>> BEGIN PAGE EXTRACT

It is hardly possible that an Englishman should glance at this barbarian conduct on the part of men possessing the supreme power in his country less than two centuries ago, and not blush at the remembrance. It is vain to say that these things were the baubles of royalty, and that this reason, beside the necessities of the government, concurred to make the disposal of them desirable-since nothing could be a greater libel on republican institutions, or a more manifest untruth, than to describe them as repugnant to the splendour of national edifices, or to the most costly adornment of them by the aid of the fine arts. But the feeling which consented to these acts of rude spoliation was not that of the nation, nor is it the only point to be considered in the character of the faction upon which this disgrace is certainly chargeable. In regard to the great interests of the community, their views were large and generous, and to the nature of the questions with which they were chiefly occupied, and to the earnestness and talent which they brought to the discussion of them, we have to attribute a marked improvement in the character of the literature. In the literary character of the works on theology which belong to this period, the taste of the present age will find little to admire, and often much with which to be offended. But notwithstanding the tedious scholastic form in which divines continued to treat of the subjects within their province, and the frequent confusion and obscurity of thought observable in their lengthened and parenthetical sentences, an increasing mastery of the language may be perceived even in such works, particularly in the smaller controversial pieces of the age, which were generally characterised by a natural directness and earnestness suited to the immediate occasion. Baxter is a favourable specimen of this class of writers. We do not advert to the eloquence of Bishop Taylor, because his style, in whatever age he had lived, would have been more that of the man than of his times.

>> END PAGE EXTRACT
>> BEGIN RAW DATA

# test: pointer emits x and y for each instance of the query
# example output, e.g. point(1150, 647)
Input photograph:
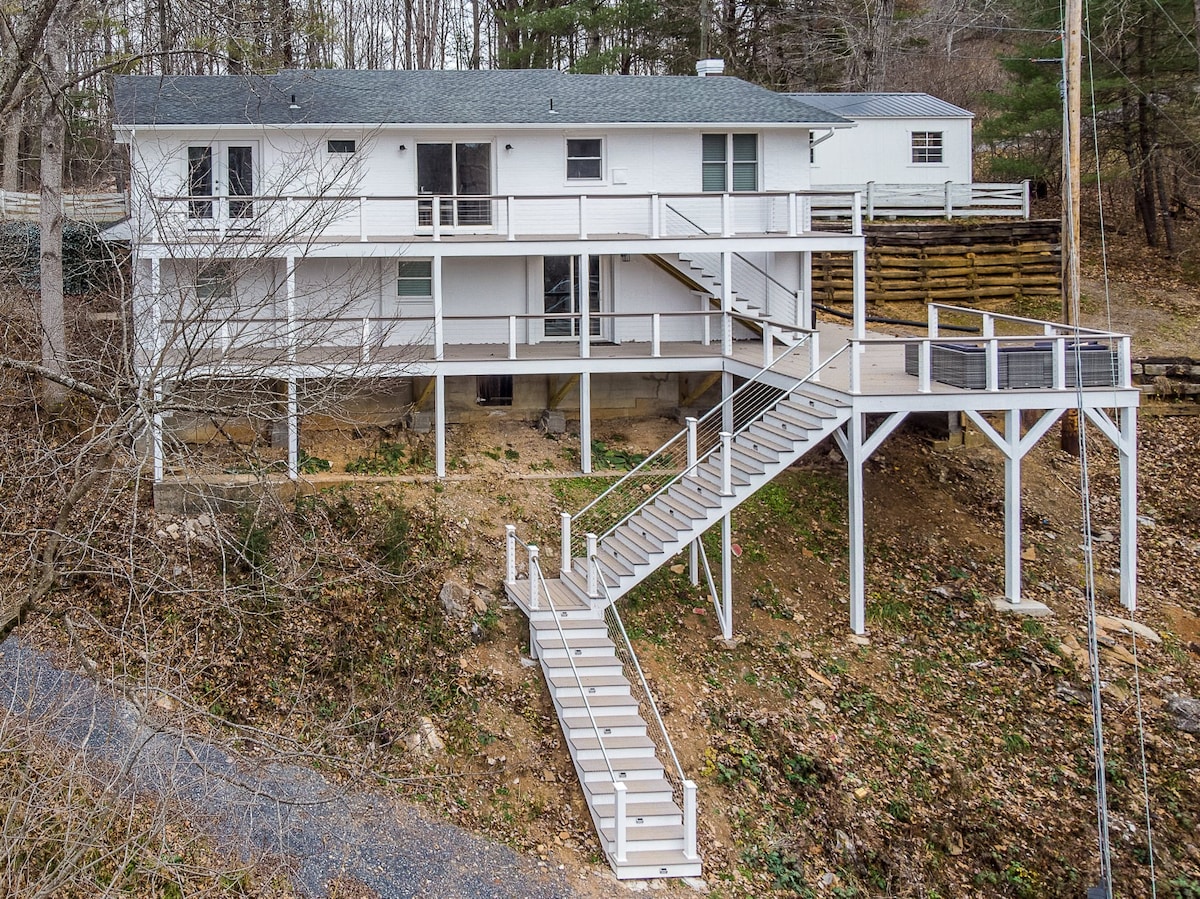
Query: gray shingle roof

>> END RAW DATA

:: SET PROBLEM ::
In the text on the period's literature, why does the writer choose not to discuss the eloquence of Bishop Taylor?

:: COMPLETE ANSWER ::
Because his style, in whatever age he had lived, would have been more that of the man than of his times.